▶ [OBJECTIF]: Pouvez-vous reproduire à l'identique le passage des données ci-dessous qui va de la ligne contenant « pin: the treeline, one » jusqu'à la fin, cette ligne comprise ?

(Entrées de données)
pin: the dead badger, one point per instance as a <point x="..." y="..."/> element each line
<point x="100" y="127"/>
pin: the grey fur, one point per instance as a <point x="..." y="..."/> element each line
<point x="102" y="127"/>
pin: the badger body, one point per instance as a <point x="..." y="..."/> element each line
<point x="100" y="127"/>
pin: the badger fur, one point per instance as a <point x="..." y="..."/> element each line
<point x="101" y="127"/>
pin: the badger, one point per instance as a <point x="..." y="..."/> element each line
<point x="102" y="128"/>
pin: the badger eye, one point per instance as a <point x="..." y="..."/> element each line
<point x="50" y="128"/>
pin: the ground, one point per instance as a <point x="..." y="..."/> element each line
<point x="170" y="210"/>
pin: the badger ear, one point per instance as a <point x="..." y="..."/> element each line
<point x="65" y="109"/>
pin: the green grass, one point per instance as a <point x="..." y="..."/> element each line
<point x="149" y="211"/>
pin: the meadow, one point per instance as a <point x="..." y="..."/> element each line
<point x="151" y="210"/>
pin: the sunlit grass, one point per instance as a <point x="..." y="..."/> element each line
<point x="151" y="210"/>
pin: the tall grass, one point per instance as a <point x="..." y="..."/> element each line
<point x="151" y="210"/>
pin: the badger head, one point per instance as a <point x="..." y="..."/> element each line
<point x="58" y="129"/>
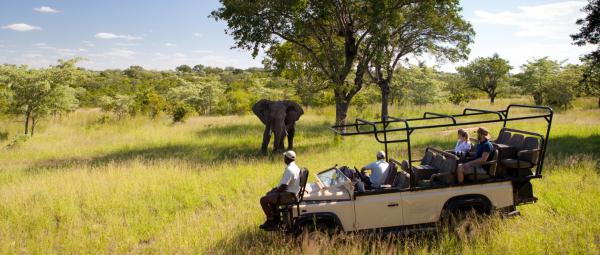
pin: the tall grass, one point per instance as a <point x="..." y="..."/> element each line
<point x="143" y="186"/>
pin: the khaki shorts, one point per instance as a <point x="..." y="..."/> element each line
<point x="472" y="169"/>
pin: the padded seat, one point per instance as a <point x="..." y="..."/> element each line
<point x="503" y="137"/>
<point x="515" y="163"/>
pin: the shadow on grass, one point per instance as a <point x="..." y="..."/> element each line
<point x="255" y="241"/>
<point x="196" y="152"/>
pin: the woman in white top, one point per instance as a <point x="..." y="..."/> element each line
<point x="463" y="145"/>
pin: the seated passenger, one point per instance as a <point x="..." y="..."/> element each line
<point x="285" y="193"/>
<point x="463" y="145"/>
<point x="378" y="170"/>
<point x="484" y="150"/>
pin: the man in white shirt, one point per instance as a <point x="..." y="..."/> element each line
<point x="378" y="170"/>
<point x="284" y="193"/>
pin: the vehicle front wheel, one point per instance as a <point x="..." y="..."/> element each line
<point x="466" y="225"/>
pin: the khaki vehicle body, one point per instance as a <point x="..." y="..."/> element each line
<point x="387" y="208"/>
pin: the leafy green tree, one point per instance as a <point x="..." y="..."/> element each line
<point x="432" y="27"/>
<point x="36" y="94"/>
<point x="536" y="76"/>
<point x="457" y="89"/>
<point x="590" y="82"/>
<point x="120" y="105"/>
<point x="487" y="74"/>
<point x="329" y="33"/>
<point x="560" y="92"/>
<point x="422" y="85"/>
<point x="183" y="69"/>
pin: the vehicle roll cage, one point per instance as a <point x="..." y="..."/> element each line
<point x="502" y="116"/>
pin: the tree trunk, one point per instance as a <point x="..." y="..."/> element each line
<point x="33" y="122"/>
<point x="537" y="98"/>
<point x="385" y="95"/>
<point x="341" y="112"/>
<point x="27" y="114"/>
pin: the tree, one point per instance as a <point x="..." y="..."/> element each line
<point x="457" y="89"/>
<point x="486" y="74"/>
<point x="589" y="33"/>
<point x="536" y="76"/>
<point x="422" y="84"/>
<point x="590" y="82"/>
<point x="36" y="94"/>
<point x="329" y="33"/>
<point x="434" y="27"/>
<point x="121" y="105"/>
<point x="183" y="69"/>
<point x="560" y="92"/>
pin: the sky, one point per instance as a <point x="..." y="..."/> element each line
<point x="161" y="35"/>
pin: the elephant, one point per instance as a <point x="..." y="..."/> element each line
<point x="279" y="118"/>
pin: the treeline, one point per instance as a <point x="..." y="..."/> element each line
<point x="34" y="93"/>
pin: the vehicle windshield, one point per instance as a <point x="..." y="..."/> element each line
<point x="332" y="177"/>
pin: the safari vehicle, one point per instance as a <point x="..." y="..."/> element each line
<point x="407" y="202"/>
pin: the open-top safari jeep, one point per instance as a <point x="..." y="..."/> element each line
<point x="408" y="201"/>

▶ [RÉSULTAT OBTENU]:
pin: the treeline, one point per instance as a <point x="..." y="..."/> element each line
<point x="34" y="93"/>
pin: the vehicle windshield, one point per instance as a <point x="..." y="..."/> element each line
<point x="332" y="177"/>
pin: the safari vehicle, one point per instance as a <point x="..." y="..."/> element each line
<point x="407" y="202"/>
pin: the open-top safari jeep, one point per instance as a <point x="..." y="..."/> element each line
<point x="408" y="201"/>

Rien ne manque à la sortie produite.